Ubah semua baris di bawah ini menjadi daftar bernomor tanpa baris kosong. Gambar tidak perlu disertakan dalam jawaban.

> Cuplikan Data:
● ● ● ● ● ● ●
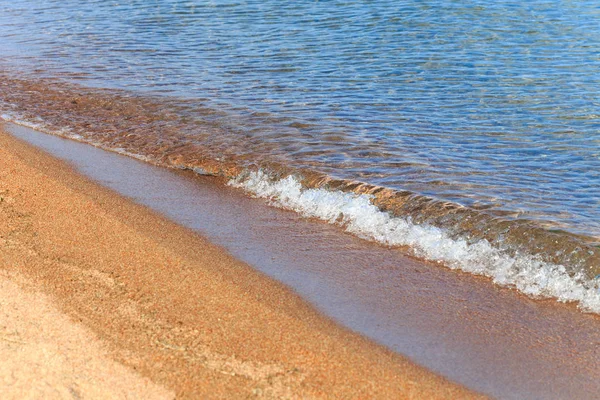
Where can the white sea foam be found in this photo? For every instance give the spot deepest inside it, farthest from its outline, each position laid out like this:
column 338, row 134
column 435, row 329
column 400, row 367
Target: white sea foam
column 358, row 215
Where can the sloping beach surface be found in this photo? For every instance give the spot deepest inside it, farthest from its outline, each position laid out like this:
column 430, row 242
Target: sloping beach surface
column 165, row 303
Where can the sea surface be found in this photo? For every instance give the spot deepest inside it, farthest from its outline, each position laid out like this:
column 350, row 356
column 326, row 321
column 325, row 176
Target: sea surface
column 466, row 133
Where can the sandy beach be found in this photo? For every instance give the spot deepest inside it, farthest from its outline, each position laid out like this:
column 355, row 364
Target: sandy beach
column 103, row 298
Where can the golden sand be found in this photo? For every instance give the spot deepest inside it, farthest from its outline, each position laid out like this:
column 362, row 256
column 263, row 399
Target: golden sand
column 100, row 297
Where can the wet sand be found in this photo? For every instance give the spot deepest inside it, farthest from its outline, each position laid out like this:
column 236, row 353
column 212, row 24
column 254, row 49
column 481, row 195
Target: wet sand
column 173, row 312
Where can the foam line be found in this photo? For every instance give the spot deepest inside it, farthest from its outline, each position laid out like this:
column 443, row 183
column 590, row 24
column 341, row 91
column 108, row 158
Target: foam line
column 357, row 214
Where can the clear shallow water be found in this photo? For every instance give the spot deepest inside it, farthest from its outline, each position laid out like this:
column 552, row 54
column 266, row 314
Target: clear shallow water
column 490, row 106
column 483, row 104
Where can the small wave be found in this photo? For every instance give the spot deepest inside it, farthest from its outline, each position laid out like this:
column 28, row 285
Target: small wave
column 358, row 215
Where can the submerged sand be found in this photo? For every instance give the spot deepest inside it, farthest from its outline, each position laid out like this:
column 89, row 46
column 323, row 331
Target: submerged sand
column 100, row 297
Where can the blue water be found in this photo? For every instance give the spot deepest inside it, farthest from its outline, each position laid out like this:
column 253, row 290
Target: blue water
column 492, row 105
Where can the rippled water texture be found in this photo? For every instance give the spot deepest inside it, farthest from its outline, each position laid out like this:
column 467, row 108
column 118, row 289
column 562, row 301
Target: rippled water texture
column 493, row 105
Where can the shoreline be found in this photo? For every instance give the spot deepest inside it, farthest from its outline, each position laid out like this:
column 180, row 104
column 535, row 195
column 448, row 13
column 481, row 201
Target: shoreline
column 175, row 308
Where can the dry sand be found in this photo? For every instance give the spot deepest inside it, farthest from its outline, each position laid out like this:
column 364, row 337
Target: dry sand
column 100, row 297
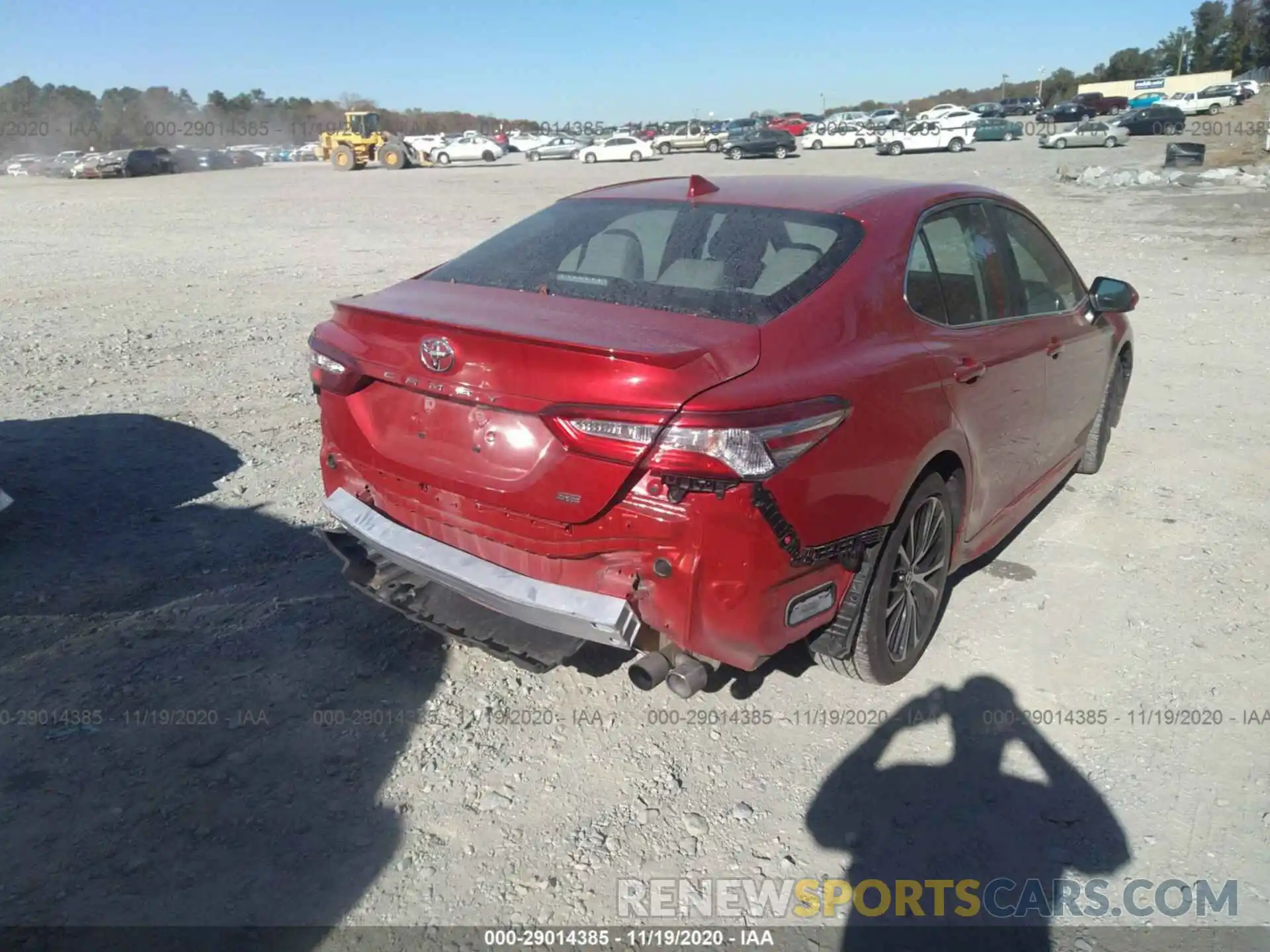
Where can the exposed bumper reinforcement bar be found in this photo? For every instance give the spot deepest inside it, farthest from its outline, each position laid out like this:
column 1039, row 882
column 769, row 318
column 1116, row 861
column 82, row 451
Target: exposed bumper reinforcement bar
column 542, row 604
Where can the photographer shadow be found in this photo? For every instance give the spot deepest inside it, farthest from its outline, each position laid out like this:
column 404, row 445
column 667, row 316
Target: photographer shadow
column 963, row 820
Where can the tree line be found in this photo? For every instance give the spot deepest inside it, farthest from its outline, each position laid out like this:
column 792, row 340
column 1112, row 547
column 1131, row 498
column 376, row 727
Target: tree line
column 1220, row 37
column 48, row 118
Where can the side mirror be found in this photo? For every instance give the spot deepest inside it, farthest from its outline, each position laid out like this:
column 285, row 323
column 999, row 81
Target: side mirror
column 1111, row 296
● ● ● ● ● ● ●
> Penyelesaian Soal:
1. Where can the white sea foam be found in this photo? For every instance give the spot deepest inside it, farthest from its outline, each position laid out like this:
2. column 338, row 134
3. column 435, row 329
4. column 400, row 367
5. Target: white sea foam
6. column 358, row 215
7. Where can the sloping beach surface be found in this photo? For every instance give the spot deepest inside it, farthest from its outline, each position laid out like this:
8. column 430, row 242
9. Target: sloping beach surface
10. column 165, row 303
11. Where can the sea surface be found in this photo? For every instance give the spot deepest inside it, farthest from its outline, each position laid out like this:
12. column 350, row 356
13. column 326, row 321
14. column 325, row 176
15. Target: sea surface
16. column 466, row 133
17. Where can the sandy beach be found in this photo? For every instance give the spot deepest inside it, farthest from its outline, each position laid out like this:
18. column 355, row 364
19. Target: sandy beach
20. column 103, row 298
21. Where can the golden sand be found in this photo? For every instance give the spot deepest inside it, farthest from its outline, each position laid out like this:
22. column 362, row 256
23. column 263, row 399
24. Target: golden sand
25. column 100, row 297
26. Where can the wet sand be found in this photo? For every instance give the spot deepest inside it, farthest from its outline, each position laid out like this:
27. column 236, row 353
28. column 212, row 24
29. column 254, row 49
30. column 481, row 195
31. Target: wet sand
32. column 173, row 312
33. Where can the foam line be found in this photo? For every instance give the spot deepest inside it, farthest from its outline, each position laid out like this:
34. column 443, row 183
35. column 590, row 24
36. column 341, row 91
37. column 108, row 158
38. Target: foam line
39. column 357, row 214
40. Where can the clear shallow water be found in this photo? For every instance give the spot deepest inside it, farthest from its outline, each position laid out like this:
41. column 552, row 54
42. column 266, row 314
43. Target: clear shallow water
44. column 490, row 106
45. column 483, row 104
46. Where can the small wave be found in this photo? For every instance give the spot deepest inside it, farthest from its outline, each position laid out like this:
47. column 28, row 285
48. Target: small wave
49. column 358, row 215
50. Where can the submerged sand be found in this photo? For every instance give the spot deepest inside it, farthest from its outline, each position laid out like this:
51. column 89, row 46
52. column 323, row 331
53. Target: submerged sand
54. column 100, row 297
55. Where can the blue water be found in this photo? For every instance give the spot deepest inside it, farthest from its outline, each position laid out like this:
56. column 253, row 290
57. Target: blue water
58. column 492, row 105
59. Where can the rippled water texture be found in this photo? For every instance give the spot deepest inside it, farthest from its outline, each position laid out like this:
60. column 467, row 108
61. column 118, row 289
62. column 562, row 301
63. Target: rippled water texture
64. column 493, row 105
65. Where can the shoreline be found in this photo? For every instance give the spot deepest inside it, farthest from its outline, each position laid out like this:
66. column 180, row 104
67. column 535, row 195
68. column 448, row 13
69. column 481, row 201
70. Target: shoreline
71. column 175, row 308
72. Where can the dry sand be found in this photo? For every instance give the spot deepest inside it, farthest from its outline, each position laid out like this:
73. column 364, row 337
74. Target: dry sand
75. column 100, row 297
76. Where can the exposed bumper reinforcement bar be found in this photo? For every instance give the spot deepest inside it, farthest from its outline, each position laid out like this:
77. column 1039, row 882
78. column 769, row 318
79. column 1116, row 861
80. column 82, row 451
81. Target: exposed bumper reinforcement bar
82. column 542, row 604
83. Where can the photographer shadow be found in this photo? For every instance give the spot deepest inside it, farthest from its outline, each position laid out like this:
84. column 404, row 445
85. column 667, row 316
86. Target: photographer shadow
87. column 963, row 820
88. Where can the tree line be found in this photo? For every instance give the spot deepest inside it, farthest from its outline, each position laid out like this:
89. column 792, row 340
90. column 1112, row 547
91. column 1131, row 498
92. column 376, row 727
93. Target: tree line
94. column 1220, row 37
95. column 48, row 118
96. Where can the side mirror be found in this photo? For every instance give the spot deepest inside it, farthest from its outline, each position laid out like this:
97. column 285, row 323
98. column 999, row 81
99. Target: side mirror
100. column 1111, row 296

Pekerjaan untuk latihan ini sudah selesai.